Work instructions:
Tally the lines in the records below that contain the string "faced". Give only the number.
— START —
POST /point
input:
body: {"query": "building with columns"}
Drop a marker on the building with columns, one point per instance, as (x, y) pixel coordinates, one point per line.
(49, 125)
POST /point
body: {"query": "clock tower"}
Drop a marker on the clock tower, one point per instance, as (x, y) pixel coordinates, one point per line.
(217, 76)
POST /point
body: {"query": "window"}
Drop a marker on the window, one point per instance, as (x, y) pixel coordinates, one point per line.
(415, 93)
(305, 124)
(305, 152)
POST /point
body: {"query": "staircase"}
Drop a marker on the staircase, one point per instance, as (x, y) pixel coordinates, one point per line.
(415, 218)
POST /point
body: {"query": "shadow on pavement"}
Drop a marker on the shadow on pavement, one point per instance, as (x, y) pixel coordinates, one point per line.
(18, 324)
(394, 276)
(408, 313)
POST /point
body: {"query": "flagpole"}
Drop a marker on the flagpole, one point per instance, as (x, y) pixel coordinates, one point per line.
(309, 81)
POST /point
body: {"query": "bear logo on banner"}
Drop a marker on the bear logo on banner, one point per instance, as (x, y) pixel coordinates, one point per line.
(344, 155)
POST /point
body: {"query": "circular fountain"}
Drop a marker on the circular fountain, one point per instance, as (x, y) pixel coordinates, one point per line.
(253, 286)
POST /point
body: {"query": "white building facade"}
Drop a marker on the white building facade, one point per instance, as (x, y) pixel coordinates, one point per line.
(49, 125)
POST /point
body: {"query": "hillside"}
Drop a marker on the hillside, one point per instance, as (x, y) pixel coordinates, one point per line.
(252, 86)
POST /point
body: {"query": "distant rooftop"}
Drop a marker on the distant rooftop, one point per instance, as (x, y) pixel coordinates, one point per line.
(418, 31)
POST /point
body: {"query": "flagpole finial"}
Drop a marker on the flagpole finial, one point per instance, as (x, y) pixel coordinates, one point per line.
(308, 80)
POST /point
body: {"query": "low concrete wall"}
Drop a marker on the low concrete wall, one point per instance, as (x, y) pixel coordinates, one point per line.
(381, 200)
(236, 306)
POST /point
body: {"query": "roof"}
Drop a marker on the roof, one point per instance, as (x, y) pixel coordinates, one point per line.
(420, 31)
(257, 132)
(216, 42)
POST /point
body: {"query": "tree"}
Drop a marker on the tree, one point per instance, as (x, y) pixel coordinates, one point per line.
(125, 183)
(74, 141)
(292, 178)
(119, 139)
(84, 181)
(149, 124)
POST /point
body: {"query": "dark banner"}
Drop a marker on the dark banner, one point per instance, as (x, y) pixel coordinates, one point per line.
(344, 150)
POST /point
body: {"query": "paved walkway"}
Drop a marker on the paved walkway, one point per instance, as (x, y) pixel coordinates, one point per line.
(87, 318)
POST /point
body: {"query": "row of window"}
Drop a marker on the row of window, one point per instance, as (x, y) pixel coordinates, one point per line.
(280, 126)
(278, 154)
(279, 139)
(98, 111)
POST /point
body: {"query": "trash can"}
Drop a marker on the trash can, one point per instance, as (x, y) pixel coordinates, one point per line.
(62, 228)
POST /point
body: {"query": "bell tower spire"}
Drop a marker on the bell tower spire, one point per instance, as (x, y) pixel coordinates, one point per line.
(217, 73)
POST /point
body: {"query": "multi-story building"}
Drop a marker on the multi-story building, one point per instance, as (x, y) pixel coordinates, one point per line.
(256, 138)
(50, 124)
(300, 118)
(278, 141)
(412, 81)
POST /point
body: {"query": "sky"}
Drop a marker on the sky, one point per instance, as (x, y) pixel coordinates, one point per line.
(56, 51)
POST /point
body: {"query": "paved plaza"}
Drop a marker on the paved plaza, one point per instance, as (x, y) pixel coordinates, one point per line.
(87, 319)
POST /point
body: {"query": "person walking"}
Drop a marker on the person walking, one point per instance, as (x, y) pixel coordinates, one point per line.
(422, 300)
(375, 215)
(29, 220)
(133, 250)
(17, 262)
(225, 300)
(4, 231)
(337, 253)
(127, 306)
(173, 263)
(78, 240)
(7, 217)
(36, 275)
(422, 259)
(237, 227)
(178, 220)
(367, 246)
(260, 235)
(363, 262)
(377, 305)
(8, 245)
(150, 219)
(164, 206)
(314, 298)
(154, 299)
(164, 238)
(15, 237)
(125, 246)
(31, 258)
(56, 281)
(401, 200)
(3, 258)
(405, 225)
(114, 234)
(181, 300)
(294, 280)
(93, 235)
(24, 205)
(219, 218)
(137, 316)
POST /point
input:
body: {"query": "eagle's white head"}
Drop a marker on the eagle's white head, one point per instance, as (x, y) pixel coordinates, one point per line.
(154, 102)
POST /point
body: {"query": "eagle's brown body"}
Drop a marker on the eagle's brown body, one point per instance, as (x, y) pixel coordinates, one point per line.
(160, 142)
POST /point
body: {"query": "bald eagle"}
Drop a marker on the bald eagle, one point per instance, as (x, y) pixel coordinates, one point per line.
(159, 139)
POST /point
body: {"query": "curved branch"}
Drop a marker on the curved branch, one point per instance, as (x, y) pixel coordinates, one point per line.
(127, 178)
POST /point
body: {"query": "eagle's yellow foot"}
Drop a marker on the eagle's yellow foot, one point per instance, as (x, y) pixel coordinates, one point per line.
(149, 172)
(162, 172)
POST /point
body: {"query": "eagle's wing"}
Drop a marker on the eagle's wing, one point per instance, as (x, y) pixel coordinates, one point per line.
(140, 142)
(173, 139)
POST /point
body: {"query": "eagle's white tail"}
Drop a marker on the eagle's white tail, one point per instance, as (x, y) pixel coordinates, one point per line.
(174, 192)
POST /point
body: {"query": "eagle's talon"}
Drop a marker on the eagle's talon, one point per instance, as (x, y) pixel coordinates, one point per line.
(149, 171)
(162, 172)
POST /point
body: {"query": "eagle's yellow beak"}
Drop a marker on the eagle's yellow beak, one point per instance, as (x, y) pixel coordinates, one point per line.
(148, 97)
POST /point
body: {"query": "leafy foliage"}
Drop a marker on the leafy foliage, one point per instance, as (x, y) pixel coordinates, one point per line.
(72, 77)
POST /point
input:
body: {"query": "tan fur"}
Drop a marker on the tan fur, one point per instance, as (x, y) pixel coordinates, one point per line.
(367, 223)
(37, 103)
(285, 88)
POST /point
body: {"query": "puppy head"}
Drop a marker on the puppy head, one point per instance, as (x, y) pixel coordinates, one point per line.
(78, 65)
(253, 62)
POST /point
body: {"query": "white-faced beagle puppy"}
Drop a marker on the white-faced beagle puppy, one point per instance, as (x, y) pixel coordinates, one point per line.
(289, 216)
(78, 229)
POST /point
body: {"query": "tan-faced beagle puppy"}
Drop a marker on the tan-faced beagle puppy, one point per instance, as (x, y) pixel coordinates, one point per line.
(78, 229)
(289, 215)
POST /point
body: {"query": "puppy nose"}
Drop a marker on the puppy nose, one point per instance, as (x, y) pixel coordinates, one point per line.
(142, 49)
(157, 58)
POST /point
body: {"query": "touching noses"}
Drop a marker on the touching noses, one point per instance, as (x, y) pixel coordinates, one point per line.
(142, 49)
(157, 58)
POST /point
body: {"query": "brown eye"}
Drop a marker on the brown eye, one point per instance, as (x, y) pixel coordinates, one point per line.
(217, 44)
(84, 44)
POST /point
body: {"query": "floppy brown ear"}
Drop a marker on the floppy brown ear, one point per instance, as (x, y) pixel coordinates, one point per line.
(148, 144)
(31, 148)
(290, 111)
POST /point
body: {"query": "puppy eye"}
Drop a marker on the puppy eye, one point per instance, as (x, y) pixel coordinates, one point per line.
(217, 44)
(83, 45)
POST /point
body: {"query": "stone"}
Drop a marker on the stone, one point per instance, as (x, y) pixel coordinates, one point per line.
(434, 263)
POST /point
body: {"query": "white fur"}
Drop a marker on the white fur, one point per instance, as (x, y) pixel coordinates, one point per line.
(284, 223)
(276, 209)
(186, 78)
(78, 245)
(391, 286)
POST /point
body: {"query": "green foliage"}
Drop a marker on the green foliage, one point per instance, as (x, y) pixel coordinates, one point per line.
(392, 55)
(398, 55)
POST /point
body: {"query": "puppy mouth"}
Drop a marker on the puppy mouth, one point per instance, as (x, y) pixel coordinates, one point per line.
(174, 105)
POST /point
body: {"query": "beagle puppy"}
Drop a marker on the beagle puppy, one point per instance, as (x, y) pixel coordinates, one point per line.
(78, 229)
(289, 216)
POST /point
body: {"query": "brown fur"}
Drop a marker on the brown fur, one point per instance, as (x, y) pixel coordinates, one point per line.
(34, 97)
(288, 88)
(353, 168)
— END —
— START —
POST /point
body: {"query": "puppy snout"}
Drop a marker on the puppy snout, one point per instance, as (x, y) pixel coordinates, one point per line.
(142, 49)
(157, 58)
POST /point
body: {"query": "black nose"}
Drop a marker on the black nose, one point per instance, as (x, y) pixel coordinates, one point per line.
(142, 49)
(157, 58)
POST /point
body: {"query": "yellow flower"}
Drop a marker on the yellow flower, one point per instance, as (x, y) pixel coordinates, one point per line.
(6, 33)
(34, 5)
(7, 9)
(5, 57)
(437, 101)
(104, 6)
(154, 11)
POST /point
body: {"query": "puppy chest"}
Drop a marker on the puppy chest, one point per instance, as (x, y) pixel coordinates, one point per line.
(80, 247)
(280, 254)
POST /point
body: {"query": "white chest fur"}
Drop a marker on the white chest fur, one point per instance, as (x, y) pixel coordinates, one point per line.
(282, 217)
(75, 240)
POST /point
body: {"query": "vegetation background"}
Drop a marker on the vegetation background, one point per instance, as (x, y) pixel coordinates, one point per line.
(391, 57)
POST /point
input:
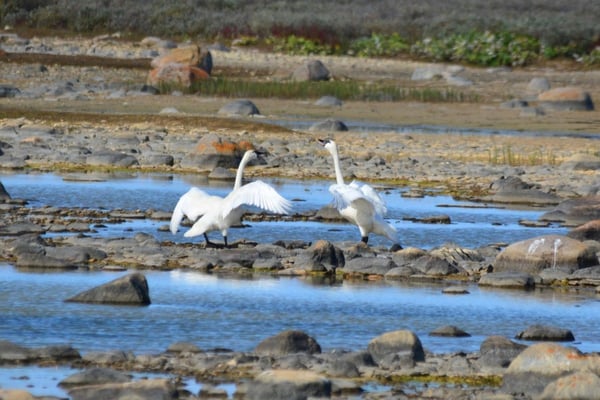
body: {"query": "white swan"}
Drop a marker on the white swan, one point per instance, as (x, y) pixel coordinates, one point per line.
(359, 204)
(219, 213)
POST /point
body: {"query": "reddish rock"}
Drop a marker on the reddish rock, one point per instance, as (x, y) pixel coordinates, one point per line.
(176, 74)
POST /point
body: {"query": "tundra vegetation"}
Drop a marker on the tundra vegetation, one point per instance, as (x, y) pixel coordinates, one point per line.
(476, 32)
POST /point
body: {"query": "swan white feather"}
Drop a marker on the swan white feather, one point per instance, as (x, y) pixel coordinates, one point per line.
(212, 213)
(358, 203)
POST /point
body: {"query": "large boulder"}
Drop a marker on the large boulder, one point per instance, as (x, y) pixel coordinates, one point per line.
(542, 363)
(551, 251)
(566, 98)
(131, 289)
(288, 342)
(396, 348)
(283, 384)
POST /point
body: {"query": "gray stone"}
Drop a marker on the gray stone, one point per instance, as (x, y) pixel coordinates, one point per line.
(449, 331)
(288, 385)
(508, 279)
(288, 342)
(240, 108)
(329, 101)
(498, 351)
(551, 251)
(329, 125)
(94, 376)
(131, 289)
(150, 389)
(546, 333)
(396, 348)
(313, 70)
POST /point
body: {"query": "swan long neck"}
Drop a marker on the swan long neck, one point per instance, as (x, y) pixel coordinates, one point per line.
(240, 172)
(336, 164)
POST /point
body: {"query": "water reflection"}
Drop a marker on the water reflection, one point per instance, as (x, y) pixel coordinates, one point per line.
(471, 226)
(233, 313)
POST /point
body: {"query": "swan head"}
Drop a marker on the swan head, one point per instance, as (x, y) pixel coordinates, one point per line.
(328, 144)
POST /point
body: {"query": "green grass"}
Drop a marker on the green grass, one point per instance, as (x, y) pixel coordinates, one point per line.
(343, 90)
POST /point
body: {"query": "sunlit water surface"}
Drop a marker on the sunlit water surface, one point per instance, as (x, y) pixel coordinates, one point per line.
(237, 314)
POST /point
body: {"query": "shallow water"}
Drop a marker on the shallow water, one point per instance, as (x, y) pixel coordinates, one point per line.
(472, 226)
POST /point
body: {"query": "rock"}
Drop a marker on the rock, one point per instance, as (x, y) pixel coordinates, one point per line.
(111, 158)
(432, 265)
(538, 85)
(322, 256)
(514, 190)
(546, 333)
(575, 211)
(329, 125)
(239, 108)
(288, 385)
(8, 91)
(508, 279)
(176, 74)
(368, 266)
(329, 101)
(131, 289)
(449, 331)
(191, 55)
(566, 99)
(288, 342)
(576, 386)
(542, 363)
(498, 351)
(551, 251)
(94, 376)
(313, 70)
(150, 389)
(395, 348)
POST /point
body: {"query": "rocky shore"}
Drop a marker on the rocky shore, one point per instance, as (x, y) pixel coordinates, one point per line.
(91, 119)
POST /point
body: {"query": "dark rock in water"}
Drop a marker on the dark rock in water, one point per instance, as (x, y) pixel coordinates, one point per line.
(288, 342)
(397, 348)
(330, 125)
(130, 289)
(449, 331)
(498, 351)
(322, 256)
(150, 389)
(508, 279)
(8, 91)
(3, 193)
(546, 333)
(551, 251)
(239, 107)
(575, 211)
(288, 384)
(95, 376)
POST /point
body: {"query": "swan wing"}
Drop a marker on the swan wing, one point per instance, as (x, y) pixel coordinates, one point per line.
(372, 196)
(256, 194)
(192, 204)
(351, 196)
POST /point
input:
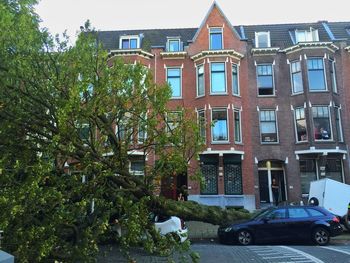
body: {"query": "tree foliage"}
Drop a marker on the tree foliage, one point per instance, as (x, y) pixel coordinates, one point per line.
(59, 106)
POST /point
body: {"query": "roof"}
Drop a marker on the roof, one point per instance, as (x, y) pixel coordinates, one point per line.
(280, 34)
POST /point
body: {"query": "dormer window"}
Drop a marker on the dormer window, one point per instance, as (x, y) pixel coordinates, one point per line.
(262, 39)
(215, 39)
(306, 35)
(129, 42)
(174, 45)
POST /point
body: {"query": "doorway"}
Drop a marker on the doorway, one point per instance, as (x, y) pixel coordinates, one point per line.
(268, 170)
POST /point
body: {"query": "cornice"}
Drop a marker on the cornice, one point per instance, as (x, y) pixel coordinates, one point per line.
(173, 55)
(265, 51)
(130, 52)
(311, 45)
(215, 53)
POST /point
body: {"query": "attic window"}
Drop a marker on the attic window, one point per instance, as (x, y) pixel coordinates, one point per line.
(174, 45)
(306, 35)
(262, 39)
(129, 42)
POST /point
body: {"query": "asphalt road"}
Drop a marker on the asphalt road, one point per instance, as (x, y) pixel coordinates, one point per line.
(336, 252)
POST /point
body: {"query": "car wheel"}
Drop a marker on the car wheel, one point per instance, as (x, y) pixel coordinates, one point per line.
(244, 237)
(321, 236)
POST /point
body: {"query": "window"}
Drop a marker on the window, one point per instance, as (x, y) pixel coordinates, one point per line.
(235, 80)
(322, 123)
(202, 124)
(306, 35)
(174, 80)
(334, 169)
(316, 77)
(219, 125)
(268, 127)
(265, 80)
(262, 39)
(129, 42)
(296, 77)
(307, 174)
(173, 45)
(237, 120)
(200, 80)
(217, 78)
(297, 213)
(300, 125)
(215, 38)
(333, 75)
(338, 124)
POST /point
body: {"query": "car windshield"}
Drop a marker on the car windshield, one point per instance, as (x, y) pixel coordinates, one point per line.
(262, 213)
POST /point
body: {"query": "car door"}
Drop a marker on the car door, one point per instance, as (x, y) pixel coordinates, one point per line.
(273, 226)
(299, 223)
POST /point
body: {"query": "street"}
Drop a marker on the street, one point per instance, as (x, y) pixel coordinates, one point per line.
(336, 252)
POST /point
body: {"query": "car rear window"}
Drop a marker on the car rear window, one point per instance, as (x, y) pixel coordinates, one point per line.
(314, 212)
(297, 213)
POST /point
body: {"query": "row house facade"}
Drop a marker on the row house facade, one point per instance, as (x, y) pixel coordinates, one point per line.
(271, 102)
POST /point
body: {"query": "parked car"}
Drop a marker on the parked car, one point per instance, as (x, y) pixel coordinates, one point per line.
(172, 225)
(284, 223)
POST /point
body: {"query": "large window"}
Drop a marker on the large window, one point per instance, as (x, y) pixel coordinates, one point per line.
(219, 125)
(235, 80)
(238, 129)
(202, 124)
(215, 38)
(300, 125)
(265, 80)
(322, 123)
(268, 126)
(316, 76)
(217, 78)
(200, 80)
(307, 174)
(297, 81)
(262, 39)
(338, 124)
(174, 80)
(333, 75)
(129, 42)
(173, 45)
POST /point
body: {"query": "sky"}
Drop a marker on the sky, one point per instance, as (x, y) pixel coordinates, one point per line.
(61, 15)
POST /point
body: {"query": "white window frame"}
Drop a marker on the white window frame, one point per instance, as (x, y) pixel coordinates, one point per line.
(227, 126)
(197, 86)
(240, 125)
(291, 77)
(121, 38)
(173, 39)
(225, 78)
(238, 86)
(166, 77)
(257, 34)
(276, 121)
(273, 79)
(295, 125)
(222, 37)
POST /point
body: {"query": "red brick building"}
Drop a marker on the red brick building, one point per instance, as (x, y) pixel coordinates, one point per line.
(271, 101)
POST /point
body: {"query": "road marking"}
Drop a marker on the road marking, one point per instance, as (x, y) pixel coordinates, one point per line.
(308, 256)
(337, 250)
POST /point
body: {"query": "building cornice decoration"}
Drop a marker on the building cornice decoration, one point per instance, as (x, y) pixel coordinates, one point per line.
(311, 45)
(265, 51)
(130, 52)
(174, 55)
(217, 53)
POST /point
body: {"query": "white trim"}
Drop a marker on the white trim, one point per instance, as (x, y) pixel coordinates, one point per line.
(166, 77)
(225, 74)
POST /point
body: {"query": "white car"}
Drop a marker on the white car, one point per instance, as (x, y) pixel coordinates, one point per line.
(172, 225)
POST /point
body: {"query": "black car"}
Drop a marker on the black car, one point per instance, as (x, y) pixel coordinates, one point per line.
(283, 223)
— END —
— START —
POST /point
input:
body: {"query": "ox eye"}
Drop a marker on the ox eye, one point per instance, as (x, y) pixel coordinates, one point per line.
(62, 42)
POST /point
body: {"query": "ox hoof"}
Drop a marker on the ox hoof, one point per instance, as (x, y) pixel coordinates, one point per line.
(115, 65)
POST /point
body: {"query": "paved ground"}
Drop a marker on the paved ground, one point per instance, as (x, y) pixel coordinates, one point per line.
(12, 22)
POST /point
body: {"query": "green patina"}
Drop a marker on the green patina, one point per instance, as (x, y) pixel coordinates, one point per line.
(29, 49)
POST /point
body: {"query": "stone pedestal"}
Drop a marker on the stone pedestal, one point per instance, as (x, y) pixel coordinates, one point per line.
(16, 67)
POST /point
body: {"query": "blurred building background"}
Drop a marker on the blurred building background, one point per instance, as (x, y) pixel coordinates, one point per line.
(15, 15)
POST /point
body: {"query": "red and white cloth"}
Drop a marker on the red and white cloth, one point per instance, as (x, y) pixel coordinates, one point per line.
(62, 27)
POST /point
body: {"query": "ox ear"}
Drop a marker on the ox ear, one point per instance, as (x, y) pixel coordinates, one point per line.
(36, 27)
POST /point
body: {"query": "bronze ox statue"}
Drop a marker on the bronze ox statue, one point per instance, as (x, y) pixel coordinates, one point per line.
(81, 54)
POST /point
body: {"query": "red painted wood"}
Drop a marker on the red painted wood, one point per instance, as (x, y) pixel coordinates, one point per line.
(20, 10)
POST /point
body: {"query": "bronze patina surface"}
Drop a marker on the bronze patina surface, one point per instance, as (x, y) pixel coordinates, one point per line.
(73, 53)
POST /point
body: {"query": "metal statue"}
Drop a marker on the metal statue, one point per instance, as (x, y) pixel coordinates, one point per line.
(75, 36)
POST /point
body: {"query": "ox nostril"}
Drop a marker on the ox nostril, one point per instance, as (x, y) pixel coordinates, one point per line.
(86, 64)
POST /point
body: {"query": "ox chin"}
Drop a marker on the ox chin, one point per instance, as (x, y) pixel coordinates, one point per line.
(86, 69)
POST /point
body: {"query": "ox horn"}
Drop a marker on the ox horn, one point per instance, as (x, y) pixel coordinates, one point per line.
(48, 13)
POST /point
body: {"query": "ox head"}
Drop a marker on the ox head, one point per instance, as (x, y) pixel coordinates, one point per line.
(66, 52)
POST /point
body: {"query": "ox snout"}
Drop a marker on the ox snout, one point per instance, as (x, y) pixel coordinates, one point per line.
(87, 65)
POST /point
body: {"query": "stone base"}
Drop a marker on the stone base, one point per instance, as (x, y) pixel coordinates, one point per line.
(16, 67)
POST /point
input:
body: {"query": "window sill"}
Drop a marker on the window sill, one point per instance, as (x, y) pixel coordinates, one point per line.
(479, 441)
— END —
Expected output:
4